● TASK DETAILS:
Repeat exactly the lines that run from the one containing "Return the polygon of every instance of the chandelier chain" to the end of the data, and leave out all others.
---
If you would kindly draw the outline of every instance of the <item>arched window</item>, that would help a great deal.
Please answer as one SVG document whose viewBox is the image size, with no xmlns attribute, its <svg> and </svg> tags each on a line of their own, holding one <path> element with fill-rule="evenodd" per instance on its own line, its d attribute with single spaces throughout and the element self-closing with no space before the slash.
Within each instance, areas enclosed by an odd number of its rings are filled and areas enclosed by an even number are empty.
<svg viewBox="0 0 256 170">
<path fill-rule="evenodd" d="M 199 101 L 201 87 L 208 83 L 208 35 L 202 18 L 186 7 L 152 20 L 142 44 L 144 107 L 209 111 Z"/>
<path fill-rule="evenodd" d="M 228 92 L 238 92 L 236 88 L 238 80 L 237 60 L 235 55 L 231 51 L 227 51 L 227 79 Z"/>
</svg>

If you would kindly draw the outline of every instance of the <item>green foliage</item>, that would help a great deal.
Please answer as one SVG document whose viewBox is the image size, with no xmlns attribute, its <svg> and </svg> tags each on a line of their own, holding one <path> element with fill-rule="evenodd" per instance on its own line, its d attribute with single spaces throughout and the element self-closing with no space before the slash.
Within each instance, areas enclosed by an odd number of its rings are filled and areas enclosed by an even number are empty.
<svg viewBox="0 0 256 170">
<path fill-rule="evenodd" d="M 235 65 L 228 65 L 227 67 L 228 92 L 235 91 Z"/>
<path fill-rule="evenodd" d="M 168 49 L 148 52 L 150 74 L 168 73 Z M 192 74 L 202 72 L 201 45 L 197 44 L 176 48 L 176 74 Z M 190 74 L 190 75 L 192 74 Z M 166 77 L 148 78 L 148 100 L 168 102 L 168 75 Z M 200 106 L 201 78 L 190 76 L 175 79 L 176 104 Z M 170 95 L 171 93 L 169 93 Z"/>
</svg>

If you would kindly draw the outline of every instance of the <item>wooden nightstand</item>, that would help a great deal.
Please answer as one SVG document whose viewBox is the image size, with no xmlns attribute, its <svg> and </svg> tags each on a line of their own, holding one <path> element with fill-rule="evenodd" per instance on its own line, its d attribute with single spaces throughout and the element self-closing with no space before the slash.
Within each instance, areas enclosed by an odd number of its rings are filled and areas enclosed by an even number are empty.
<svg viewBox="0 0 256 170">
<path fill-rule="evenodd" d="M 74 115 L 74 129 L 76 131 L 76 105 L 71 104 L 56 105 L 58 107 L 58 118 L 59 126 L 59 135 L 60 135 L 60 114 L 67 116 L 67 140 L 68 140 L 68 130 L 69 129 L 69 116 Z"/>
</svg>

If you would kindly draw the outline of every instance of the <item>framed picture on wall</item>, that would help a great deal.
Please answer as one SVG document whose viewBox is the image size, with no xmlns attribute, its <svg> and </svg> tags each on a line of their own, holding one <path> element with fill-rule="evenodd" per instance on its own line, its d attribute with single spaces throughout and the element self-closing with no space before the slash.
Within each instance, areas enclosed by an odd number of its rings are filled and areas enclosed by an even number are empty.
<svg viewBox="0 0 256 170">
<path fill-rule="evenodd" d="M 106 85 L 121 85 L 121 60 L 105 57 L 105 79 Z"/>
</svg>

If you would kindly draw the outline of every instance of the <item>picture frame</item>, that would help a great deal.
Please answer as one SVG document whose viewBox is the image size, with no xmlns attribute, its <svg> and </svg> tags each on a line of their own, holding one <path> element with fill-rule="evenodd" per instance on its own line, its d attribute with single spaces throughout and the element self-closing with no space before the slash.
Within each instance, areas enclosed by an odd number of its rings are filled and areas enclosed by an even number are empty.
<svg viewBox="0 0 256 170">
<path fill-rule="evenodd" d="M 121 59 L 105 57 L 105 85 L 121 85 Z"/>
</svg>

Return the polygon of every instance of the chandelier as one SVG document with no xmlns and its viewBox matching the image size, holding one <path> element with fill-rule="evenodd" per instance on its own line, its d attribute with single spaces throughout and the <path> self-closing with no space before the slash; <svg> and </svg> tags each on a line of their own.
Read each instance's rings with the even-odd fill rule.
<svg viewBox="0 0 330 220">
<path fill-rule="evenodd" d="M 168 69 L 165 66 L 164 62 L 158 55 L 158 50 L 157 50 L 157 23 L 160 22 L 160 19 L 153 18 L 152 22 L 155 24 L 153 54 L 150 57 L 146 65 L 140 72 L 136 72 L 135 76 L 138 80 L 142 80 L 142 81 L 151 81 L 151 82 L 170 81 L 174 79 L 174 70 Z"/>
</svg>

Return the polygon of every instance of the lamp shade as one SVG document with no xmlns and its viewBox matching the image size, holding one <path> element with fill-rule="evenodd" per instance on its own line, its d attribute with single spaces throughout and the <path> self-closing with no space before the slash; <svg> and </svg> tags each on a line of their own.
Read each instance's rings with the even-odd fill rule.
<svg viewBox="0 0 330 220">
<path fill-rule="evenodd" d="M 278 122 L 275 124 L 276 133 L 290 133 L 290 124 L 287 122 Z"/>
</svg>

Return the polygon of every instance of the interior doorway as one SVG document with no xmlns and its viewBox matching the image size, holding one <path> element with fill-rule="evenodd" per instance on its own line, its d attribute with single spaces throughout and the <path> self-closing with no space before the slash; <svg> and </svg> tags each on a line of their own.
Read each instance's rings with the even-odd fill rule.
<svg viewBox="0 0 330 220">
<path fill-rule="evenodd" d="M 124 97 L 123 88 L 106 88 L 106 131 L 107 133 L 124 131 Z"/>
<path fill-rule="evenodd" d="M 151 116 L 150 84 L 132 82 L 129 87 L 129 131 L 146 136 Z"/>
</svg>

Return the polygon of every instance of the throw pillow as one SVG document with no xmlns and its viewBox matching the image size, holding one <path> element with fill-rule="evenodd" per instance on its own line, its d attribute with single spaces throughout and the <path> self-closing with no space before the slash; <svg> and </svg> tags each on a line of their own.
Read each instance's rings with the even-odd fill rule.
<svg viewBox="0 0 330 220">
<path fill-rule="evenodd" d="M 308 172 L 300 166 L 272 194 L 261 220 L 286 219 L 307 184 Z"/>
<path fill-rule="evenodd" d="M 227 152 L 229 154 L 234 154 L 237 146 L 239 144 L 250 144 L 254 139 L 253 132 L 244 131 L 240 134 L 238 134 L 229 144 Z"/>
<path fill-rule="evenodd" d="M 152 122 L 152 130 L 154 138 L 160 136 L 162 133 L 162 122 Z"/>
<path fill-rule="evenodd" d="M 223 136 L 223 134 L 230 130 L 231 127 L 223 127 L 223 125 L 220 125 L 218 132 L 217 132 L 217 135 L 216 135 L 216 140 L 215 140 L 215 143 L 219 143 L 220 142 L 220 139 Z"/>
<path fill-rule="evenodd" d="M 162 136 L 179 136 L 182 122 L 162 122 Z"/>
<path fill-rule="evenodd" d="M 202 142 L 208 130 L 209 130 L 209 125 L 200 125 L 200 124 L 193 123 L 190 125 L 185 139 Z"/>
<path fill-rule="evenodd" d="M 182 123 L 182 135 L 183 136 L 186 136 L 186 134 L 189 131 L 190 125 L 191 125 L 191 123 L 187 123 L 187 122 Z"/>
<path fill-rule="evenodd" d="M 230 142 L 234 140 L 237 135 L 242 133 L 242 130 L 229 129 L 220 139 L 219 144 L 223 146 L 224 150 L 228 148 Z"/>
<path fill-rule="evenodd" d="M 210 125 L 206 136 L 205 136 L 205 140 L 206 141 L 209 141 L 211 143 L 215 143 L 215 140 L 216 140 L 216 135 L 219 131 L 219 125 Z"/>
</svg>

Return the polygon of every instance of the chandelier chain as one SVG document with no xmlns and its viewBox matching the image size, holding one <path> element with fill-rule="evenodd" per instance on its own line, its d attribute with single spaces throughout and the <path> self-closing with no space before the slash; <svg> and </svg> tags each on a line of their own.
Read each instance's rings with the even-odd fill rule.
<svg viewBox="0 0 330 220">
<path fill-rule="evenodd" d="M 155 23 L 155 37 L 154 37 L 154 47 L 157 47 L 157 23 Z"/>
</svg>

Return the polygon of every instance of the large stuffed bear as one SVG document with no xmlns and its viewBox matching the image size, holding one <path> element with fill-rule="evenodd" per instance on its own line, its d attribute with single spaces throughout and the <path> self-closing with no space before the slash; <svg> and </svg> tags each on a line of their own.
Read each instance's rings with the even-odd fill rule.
---
● RIGHT ANSWER:
Return the polygon of every instance of the chandelier chain as one SVG document with no xmlns and its viewBox matching the image size, holding one <path> element with fill-rule="evenodd" per instance on its own line, its d attribute with single spaces throughout and the <path> self-closing with no space before the slash; <svg> and </svg> tags each on a line of their own.
Read each instance's rings with the even-odd fill rule.
<svg viewBox="0 0 330 220">
<path fill-rule="evenodd" d="M 155 23 L 155 37 L 154 37 L 154 47 L 157 47 L 157 23 Z"/>
</svg>

Return the polygon of every instance of the large stuffed bear as one SVG document with no xmlns and its viewBox matching the image size, holding one <path> element with fill-rule="evenodd" per instance on its own line, its d attribute with single spaces throughout and the <path> self-closing with no space before the slash; <svg> and </svg> tags each on a line of their own.
Read each instance's rings with the even-odd fill rule.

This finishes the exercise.